*** Opening ENTRIES SHOWN ***

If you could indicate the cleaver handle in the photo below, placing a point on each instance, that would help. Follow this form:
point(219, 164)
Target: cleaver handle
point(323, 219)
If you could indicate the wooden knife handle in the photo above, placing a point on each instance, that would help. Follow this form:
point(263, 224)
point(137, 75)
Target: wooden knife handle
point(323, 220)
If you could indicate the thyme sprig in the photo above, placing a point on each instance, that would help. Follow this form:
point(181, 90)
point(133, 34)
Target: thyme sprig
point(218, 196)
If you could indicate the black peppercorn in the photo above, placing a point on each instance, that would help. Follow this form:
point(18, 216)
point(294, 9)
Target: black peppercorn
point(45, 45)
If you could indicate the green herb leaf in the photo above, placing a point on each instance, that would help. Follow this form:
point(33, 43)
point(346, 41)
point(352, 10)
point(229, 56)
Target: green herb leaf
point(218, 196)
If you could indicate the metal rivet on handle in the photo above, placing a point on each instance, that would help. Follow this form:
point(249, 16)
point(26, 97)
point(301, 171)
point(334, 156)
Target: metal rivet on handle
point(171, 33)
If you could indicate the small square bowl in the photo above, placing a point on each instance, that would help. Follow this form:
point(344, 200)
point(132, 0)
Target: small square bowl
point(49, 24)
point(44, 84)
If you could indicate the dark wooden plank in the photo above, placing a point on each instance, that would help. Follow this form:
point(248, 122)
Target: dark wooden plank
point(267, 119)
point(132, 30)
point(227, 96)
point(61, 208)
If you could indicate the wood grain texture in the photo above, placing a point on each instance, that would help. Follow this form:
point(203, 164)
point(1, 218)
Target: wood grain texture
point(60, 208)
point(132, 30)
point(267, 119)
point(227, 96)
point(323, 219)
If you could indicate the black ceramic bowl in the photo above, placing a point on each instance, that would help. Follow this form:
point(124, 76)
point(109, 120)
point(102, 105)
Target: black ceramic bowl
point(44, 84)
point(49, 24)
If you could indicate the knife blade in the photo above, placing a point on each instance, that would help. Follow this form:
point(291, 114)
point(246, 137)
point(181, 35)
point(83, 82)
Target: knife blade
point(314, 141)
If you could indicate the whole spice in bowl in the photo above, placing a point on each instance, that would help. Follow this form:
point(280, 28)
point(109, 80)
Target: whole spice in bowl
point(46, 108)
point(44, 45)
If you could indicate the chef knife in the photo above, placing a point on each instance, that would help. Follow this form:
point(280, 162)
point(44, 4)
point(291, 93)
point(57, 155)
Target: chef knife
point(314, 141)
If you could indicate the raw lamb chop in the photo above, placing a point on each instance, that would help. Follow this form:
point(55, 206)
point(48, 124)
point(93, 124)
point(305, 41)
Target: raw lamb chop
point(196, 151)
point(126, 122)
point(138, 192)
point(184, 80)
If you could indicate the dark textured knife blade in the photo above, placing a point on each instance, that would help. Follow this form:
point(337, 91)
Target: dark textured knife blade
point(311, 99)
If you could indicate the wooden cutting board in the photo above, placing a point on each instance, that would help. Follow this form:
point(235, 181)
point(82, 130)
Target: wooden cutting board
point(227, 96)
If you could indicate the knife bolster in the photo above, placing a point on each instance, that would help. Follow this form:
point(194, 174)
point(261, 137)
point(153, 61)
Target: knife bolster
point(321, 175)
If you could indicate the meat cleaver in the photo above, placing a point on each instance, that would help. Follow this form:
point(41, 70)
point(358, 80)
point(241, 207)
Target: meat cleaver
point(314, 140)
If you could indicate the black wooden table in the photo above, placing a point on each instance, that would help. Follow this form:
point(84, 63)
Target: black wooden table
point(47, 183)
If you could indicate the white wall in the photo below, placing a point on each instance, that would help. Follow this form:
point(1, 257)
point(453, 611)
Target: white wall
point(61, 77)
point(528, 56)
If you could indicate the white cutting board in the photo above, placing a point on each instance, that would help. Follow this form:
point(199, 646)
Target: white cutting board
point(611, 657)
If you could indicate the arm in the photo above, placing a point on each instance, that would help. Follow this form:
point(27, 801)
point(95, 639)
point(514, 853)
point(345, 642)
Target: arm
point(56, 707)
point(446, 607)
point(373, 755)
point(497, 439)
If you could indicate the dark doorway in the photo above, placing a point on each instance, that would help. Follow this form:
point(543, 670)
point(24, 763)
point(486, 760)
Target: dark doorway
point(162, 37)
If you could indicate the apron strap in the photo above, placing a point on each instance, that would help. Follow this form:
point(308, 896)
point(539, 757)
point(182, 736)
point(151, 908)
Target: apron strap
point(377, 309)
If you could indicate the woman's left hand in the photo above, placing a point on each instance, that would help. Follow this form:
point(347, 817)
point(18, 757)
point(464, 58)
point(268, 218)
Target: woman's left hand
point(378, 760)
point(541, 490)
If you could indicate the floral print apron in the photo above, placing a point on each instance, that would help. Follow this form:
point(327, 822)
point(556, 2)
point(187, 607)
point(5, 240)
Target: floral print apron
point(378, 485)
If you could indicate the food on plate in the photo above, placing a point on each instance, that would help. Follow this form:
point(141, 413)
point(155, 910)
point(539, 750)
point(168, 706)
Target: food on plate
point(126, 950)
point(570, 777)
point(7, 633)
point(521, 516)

*** Closing ENTRIES SHOWN ***

■ TASK
Nothing is to be altered; retype each entry exactly.

■ RESPONSE TO THE TASK
If you could indicate the cleaver handle in the photo below, placing a point on each instance, that would help. Follow this form:
point(219, 164)
Target: cleaver handle
point(323, 219)
If you could indicate the wooden knife handle in the photo above, placing a point on each instance, that would help. Follow this form:
point(263, 224)
point(137, 75)
Target: wooden knife handle
point(323, 220)
If you could indicate the thyme sprig in the photo above, placing a point on each instance, that would help. Follow this form:
point(181, 90)
point(133, 34)
Target: thyme sprig
point(218, 196)
If you could indicate the black peppercorn in the photo above, placing a point on each instance, that would help. Follow this form:
point(18, 216)
point(294, 9)
Target: black peppercorn
point(45, 45)
If you could indicate the green herb leaf in the photo above, placing a point on each instance, that would help. Follow this form:
point(33, 43)
point(346, 41)
point(352, 10)
point(229, 56)
Target: green herb leaf
point(218, 196)
If you could indicate the metal rivet on handle in the photo above, placing a point on each instance, that would help. Follow this form:
point(249, 16)
point(26, 97)
point(301, 171)
point(334, 156)
Target: metal rivet on handle
point(171, 33)
If you could indicate the small square bowl in the photo above, placing a point on each instance, that would help. Follow this form:
point(344, 200)
point(132, 0)
Target: small square bowl
point(49, 24)
point(44, 84)
If you could indicate the dark wooden plank in the photo above, placing a point on each instance, that would help. Follow this form:
point(248, 122)
Target: dark wooden plank
point(267, 119)
point(132, 30)
point(227, 96)
point(61, 208)
If you could indicate the wood grain texture in the photo above, placing a point on each instance, that would help. Follow this form:
point(203, 164)
point(1, 218)
Target: wood grain texture
point(60, 208)
point(132, 30)
point(267, 119)
point(227, 96)
point(323, 219)
If you could indicate the black ceramic bowl in the photo above, placing a point on each instance, that would help. Follow this form:
point(124, 76)
point(109, 120)
point(102, 105)
Target: black ceramic bowl
point(44, 84)
point(49, 24)
If you could indicate the knife blade in the photo above, placing a point on each instance, that would help. Follow this form:
point(291, 114)
point(246, 137)
point(181, 35)
point(83, 82)
Target: knife blade
point(314, 141)
If you could indicate the whole spice in bowl in the photo above, placing a point on each instance, that would help. Follow this form:
point(280, 28)
point(109, 80)
Target: whole spice in bowl
point(46, 108)
point(44, 45)
If you could indicate the chef knife in the photo above, placing a point on each instance, that would help. Follow this form:
point(280, 162)
point(44, 4)
point(291, 93)
point(57, 155)
Target: chef knife
point(314, 141)
If you could indicate the raw lamb chop in the photo above, placing a point on each instance, that would help. Follow this form:
point(55, 206)
point(48, 124)
point(93, 124)
point(305, 41)
Target: raw lamb chop
point(196, 151)
point(126, 122)
point(138, 192)
point(184, 80)
If you could indicate the dark textured knife blade in the photo above, placing a point on each instance, that would help. Follow this form:
point(337, 91)
Target: dark textured knife blade
point(311, 99)
If you could indicate the wooden cutting board in the photo above, placing a point on each instance, that would help. Follow this form:
point(235, 181)
point(82, 130)
Target: wooden cutting board
point(227, 96)
If you could indicate the knife bolster in the photo above, placing a point on each instance, that would help. Follow this form:
point(194, 174)
point(261, 137)
point(153, 61)
Target: knife bolster
point(321, 175)
If you could indicate the meat cleaver in the photo above, placing a point on each instance, that would help. Follow this form:
point(41, 70)
point(358, 80)
point(241, 207)
Target: meat cleaver
point(314, 140)
If you could indicate the black wooden table in the photo above, placing a point on each instance, that would help. Follow this form:
point(84, 63)
Target: black wooden table
point(47, 183)
If you could indicate the white wall in the photo below, placing a point on each instance, that would help. Follow this form:
point(1, 257)
point(453, 611)
Target: white wall
point(61, 77)
point(528, 56)
If you could indicate the white cutting board in the photo above, placing a point on each instance, that would help. Follow this form:
point(199, 646)
Target: white cutting board
point(611, 657)
If you could indicate the arm in the photo above, placing a point on each instance, that would help. Follow this form:
point(27, 801)
point(95, 639)
point(514, 853)
point(345, 642)
Target: arm
point(56, 707)
point(446, 607)
point(373, 755)
point(497, 439)
If you could indicate the dark doorway in the photo above, placing a point on each instance, that would help. Follow this form:
point(543, 670)
point(24, 763)
point(486, 760)
Target: dark doorway
point(162, 37)
If you could indicate the apron strap in the photo above, placing a point on each instance, that would help. Follow this form:
point(308, 896)
point(539, 757)
point(182, 736)
point(151, 908)
Target: apron strap
point(377, 309)
If you could indicate the woman's left hand in the photo above, placing a point on each instance, that would help. Follow this form:
point(347, 817)
point(18, 757)
point(464, 58)
point(268, 218)
Target: woman's left hand
point(378, 760)
point(541, 490)
If you could indicate the floral print apron in the photo above, placing a point on each instance, that would help. Follow this form:
point(327, 822)
point(556, 2)
point(187, 607)
point(5, 240)
Target: floral print apron
point(378, 485)
If you could indicate the food on plate in the photo above, placing a point on each instance, that would help. Follow this form:
point(141, 413)
point(155, 910)
point(539, 750)
point(168, 706)
Target: food on plate
point(126, 950)
point(570, 777)
point(7, 633)
point(521, 516)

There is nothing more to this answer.